The exercise:
Rewrite the rows from the line containing "Would you mind pinning the wooden knife" through the end of the rows, changing "photograph" to "image" and leaving everything else unchanged.

━━━ Source data ━━━

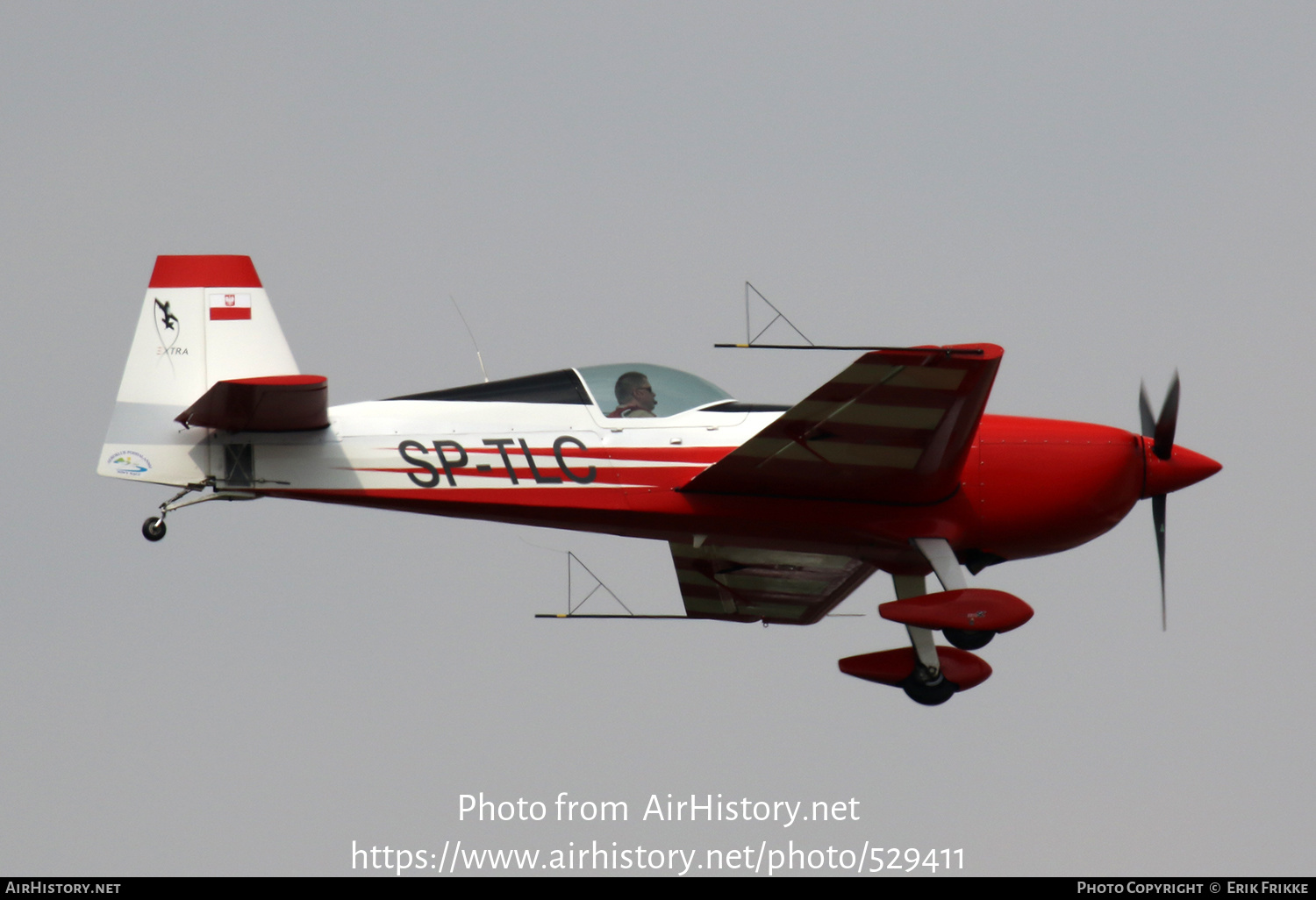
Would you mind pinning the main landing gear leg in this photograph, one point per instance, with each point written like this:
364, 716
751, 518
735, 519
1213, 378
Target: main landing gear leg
926, 684
939, 553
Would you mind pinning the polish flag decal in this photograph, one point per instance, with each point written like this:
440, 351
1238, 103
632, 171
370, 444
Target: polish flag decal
231, 305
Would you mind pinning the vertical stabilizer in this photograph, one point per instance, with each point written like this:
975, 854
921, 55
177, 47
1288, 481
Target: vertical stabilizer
204, 320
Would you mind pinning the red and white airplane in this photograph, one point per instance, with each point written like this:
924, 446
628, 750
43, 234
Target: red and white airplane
773, 513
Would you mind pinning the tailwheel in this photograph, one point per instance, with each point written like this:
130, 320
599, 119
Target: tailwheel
928, 691
153, 529
966, 639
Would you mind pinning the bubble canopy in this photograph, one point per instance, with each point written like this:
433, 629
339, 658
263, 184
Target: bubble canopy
647, 391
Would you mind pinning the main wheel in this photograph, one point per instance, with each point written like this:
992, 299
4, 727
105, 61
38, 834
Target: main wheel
929, 694
968, 639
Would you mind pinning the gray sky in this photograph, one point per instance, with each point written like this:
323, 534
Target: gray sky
1107, 189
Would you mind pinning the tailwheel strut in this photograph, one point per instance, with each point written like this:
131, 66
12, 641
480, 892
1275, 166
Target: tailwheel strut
154, 529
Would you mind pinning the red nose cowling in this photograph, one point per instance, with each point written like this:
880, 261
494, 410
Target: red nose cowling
1182, 468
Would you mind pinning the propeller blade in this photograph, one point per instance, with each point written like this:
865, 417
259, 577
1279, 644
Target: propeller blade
1145, 411
1166, 423
1158, 521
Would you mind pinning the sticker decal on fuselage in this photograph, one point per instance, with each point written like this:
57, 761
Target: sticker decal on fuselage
449, 457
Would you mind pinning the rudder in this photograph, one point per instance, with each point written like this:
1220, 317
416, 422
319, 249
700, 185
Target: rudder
204, 320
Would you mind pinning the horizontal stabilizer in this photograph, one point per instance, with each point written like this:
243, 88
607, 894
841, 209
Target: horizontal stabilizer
894, 666
278, 403
969, 610
895, 426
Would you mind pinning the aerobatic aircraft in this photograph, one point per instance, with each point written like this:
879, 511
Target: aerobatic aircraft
773, 513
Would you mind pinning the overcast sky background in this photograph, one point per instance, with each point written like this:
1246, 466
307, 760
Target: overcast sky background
1107, 189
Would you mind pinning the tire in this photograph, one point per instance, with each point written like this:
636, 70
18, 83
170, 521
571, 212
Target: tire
928, 694
968, 639
153, 529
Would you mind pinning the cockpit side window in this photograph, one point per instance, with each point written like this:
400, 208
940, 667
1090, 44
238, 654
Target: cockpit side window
647, 391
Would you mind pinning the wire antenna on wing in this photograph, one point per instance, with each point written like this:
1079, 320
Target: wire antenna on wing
749, 339
471, 334
597, 586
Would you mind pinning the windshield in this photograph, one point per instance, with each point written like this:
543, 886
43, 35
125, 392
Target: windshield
647, 391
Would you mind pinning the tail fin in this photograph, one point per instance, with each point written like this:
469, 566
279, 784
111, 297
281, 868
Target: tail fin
204, 320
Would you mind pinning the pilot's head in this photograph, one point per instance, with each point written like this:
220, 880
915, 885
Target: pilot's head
634, 389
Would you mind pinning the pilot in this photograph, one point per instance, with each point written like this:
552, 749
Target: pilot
636, 399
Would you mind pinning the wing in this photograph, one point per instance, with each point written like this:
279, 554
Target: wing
279, 403
895, 426
747, 584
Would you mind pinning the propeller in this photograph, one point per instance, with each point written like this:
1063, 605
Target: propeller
1161, 432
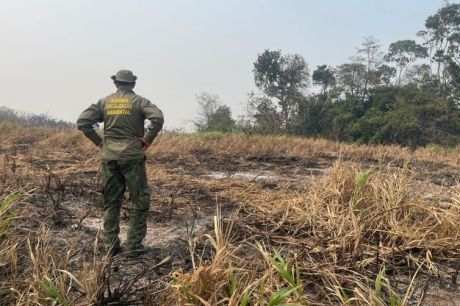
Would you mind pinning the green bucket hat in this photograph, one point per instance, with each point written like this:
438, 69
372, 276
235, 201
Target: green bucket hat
125, 76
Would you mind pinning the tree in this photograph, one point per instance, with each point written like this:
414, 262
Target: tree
442, 36
267, 120
324, 77
403, 53
371, 58
283, 77
213, 116
350, 77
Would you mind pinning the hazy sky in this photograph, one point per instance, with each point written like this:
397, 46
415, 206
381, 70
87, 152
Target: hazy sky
57, 56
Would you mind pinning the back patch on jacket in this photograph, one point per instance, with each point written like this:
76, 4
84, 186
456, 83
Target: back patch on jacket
118, 106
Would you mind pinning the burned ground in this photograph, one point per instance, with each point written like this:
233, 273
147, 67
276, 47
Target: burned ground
267, 195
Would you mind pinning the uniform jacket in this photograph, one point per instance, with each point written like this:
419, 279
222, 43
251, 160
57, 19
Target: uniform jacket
123, 114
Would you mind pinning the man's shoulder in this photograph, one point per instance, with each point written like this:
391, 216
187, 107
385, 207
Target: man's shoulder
141, 98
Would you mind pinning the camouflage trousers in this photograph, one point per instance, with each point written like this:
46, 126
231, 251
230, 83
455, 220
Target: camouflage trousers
116, 176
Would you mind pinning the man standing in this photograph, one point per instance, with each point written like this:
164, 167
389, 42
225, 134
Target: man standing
123, 157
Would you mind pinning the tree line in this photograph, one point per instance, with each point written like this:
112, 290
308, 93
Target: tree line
407, 95
10, 117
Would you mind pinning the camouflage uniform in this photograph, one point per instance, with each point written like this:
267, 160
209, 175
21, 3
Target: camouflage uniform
123, 157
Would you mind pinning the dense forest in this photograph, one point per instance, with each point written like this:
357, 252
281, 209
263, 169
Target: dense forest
407, 95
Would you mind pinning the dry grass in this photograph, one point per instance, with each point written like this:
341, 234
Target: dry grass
364, 233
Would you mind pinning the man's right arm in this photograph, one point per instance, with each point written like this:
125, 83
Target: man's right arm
86, 121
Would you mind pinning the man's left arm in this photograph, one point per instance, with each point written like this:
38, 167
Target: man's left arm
86, 121
155, 116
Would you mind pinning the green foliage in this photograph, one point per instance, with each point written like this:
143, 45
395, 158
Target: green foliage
409, 97
11, 118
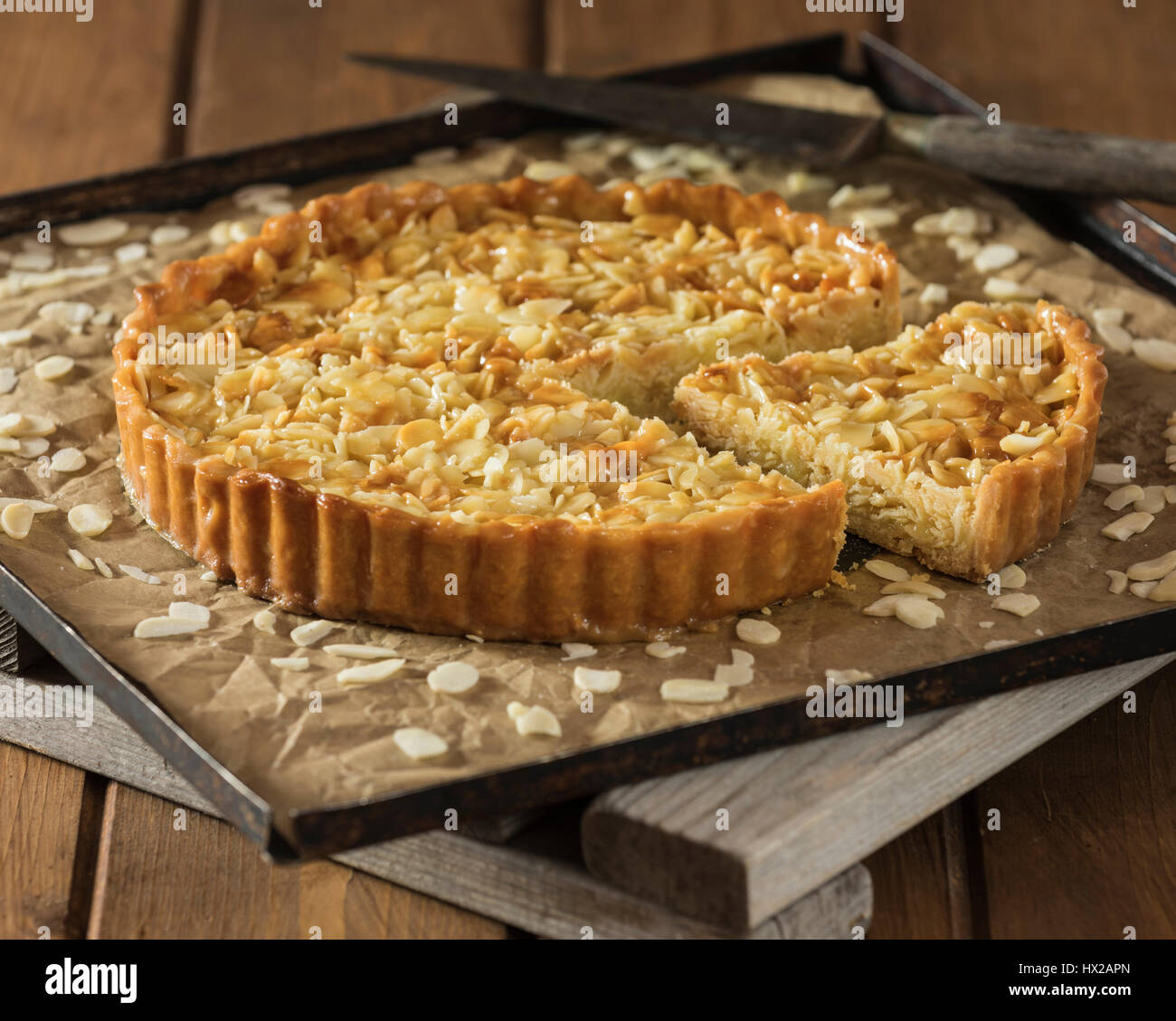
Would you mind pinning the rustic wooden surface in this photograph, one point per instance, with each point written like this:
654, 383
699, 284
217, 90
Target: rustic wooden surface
1086, 842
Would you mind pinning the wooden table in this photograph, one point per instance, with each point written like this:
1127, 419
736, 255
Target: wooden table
1088, 821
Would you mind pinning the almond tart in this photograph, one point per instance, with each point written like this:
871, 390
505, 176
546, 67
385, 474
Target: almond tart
411, 405
964, 444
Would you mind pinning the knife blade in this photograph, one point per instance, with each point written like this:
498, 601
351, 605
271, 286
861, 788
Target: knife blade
1019, 155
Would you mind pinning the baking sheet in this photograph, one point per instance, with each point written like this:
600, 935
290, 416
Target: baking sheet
302, 742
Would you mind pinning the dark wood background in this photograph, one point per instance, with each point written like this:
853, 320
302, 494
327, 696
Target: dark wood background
1088, 837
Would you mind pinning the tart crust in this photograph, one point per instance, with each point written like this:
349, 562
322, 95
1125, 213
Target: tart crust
536, 579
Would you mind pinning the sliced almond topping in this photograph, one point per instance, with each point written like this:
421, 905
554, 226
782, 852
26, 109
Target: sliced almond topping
81, 559
1124, 496
756, 632
1011, 576
166, 627
599, 681
577, 650
418, 743
90, 519
369, 673
95, 232
307, 634
54, 367
1152, 570
357, 652
847, 676
453, 679
688, 689
189, 610
1164, 590
887, 571
16, 519
1128, 525
138, 574
1022, 603
663, 650
536, 721
1152, 500
915, 588
67, 459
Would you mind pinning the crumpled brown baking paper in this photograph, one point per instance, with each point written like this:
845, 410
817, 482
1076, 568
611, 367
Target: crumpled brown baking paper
220, 685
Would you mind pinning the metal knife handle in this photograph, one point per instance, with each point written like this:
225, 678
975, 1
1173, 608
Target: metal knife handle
1042, 157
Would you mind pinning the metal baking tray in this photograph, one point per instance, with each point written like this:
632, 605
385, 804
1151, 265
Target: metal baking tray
902, 83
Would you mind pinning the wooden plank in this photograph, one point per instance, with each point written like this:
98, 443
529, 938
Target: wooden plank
1086, 844
612, 38
47, 810
270, 70
537, 884
659, 839
87, 97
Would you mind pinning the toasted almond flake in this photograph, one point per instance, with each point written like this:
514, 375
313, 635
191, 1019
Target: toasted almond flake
734, 676
1022, 603
169, 234
688, 689
81, 559
598, 681
1152, 500
914, 588
847, 676
15, 520
357, 652
547, 169
454, 679
418, 743
1128, 525
850, 195
67, 459
887, 571
307, 634
138, 574
1157, 353
1124, 496
933, 294
577, 650
537, 721
1011, 576
1152, 570
90, 519
756, 632
663, 650
995, 257
14, 337
1164, 590
166, 627
369, 673
94, 232
1110, 474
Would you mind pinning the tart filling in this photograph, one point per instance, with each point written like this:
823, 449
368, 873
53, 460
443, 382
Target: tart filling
964, 444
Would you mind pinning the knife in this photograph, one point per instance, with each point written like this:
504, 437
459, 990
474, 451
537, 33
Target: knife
1016, 155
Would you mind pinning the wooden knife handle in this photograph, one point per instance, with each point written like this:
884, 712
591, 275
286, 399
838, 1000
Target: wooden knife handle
1043, 157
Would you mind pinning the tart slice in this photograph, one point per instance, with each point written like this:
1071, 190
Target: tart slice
965, 444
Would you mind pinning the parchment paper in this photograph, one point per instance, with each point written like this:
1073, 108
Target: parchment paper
220, 685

━━━

Answer below:
Would you mind pinning the wooden knife handle in this image, one point per instance, with each point written like this:
884, 712
591, 275
286, 399
838, 1000
Target: wooden knife handle
1043, 157
Would you mind pinning the tart slice in this image, one point per instance, with each point written like this:
1071, 190
Target: tart slice
965, 444
Would you mind pinning the parchment paper in this image, one point per instance, with each point written like this:
1073, 108
Target: parchment paper
220, 685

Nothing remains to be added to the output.